• Exercise instructions:
Can you rewrite the lines below with "marker" swapped for "pin" throughout, changing nothing else and leaving out the pictures?

• Rows:
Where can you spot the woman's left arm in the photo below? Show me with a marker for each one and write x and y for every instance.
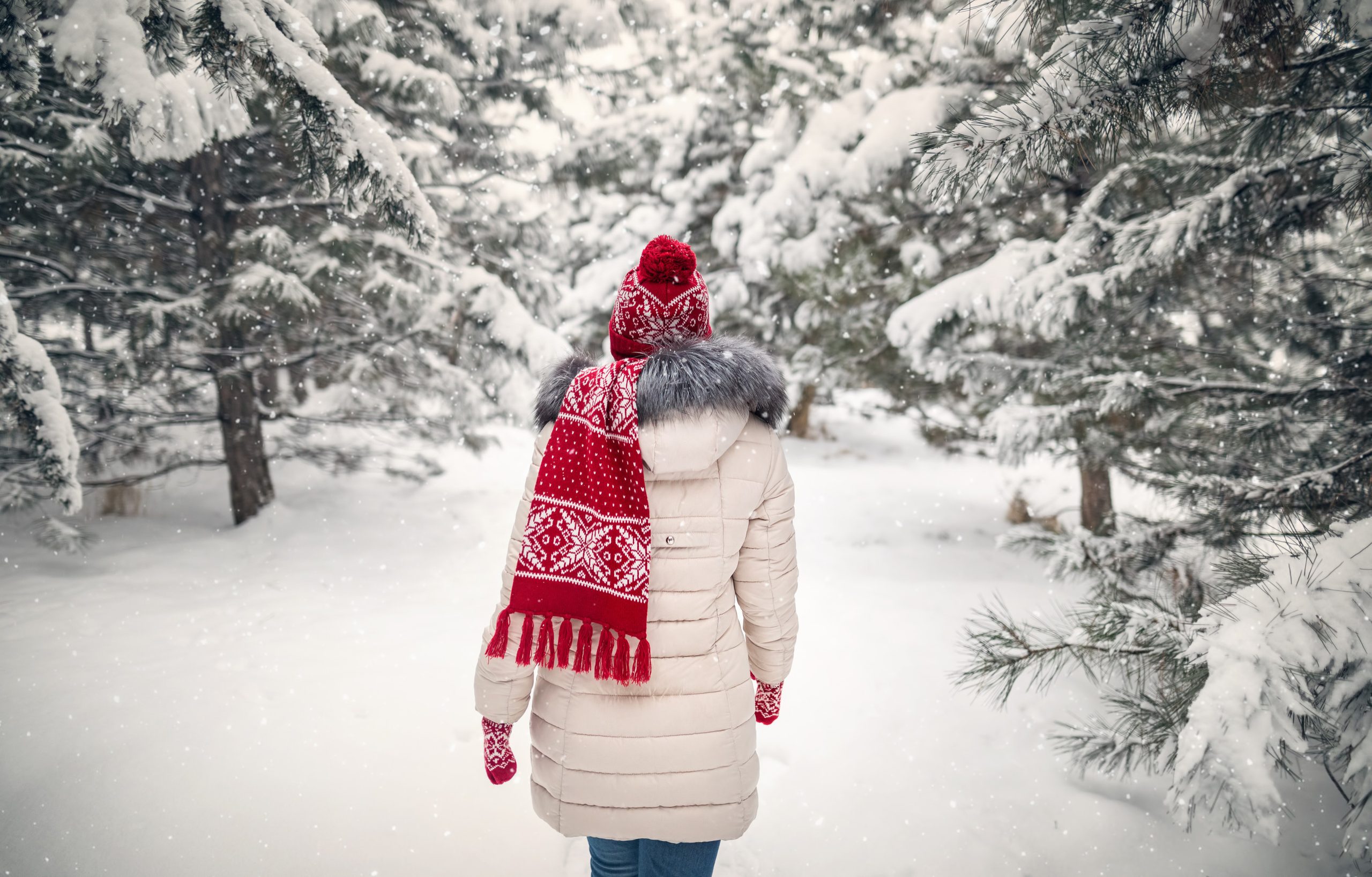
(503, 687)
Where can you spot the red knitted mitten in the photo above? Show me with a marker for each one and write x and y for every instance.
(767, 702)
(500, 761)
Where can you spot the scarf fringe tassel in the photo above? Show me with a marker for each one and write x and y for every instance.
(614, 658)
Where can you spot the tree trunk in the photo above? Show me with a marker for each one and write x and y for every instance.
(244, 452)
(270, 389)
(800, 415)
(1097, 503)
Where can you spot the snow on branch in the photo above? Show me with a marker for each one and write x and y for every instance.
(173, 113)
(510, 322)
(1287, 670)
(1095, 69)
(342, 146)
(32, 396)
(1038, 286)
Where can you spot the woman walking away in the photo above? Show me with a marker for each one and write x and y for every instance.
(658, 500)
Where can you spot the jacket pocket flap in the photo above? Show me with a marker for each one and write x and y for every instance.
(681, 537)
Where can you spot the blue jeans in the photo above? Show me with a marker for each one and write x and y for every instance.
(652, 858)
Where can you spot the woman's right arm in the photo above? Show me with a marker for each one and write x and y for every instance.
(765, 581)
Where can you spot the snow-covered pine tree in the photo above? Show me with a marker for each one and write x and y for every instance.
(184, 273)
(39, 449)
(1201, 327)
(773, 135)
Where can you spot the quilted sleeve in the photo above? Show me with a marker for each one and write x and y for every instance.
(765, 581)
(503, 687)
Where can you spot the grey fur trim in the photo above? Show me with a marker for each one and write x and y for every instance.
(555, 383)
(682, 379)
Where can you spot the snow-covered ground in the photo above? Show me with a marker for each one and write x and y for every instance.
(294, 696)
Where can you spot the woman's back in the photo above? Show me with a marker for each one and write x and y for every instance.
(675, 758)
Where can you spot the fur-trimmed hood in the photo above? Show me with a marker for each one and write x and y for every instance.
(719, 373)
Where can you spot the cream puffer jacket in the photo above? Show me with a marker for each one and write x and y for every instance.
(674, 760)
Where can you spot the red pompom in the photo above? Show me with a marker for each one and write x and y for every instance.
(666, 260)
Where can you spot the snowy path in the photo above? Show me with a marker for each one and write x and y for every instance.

• Solution:
Where can you spot the woman's left arm in the photo below? Show me with a pin for each one and write x and y for every instance.
(503, 687)
Where can you spot the red knitted mitten in the photo above? Show me with a pin for each one and write x and y for every instance.
(767, 702)
(500, 761)
Where can you spot the scarf fringe tassel in the photo above? Show me with a pin for each one and write x and y for every instance.
(614, 658)
Where can you spot the tree trunk in the photo above? Show me with a pin for each one and write x and y for every instance.
(244, 452)
(270, 389)
(800, 415)
(1097, 503)
Where can you spot the snow on branch in the photo above? Show me with a pin for each one and write x and y for every instance.
(173, 113)
(510, 322)
(1287, 670)
(1095, 69)
(342, 146)
(32, 396)
(1038, 286)
Where can you spot the woman walking away in the photo above? Show me with a pin for each one and write x and y for every instance.
(658, 500)
Where can you spot the jacket pocket flap in the photo above? Show me with a pin for each one and write x and y for every instance.
(681, 537)
Where can you spot the blue jeans in the photo above? Show me with a pin for each one and write x and y for every instance.
(652, 858)
Where can you spot the woman's right arm in the photo above? Show me with a pin for each one and write x and y for every instance.
(765, 581)
Where can you spot the snow-covered pine tree in the photo above? Show me with a pin for each one and write x and y for every instance.
(184, 273)
(39, 449)
(1201, 327)
(773, 135)
Where can you spot the quilted sleeve in the photo above? Show me with a pin for each one and write x and y for every instance.
(765, 581)
(503, 687)
Where can you spot the grey fur trim in the photo above? Show me with a pin for each one and write x and y for every instance.
(555, 383)
(682, 379)
Where can you spot the snow-covered ground in the photo above? Show me with a pin for each one and write x and y for every instance.
(294, 696)
Where can you spot the woman's back in the photo above? Show me with a pin for each one and write x and y for every instance.
(675, 758)
Where can you spot the fur-trimmed hood in the photo above? Show me with a pin for each one and write x and y for every instance.
(719, 373)
Where can you spot the cream puffer jacket in the photo above? Show me with a pin for each one and write x and y for every instance.
(674, 760)
Where can you spot the red pompom in the photo above? Show me with a pin for each one and write x and y for every instance.
(666, 260)
Where can you spot the snowy path in the photo above? Show me with a pin for each one and write x and y for every instance.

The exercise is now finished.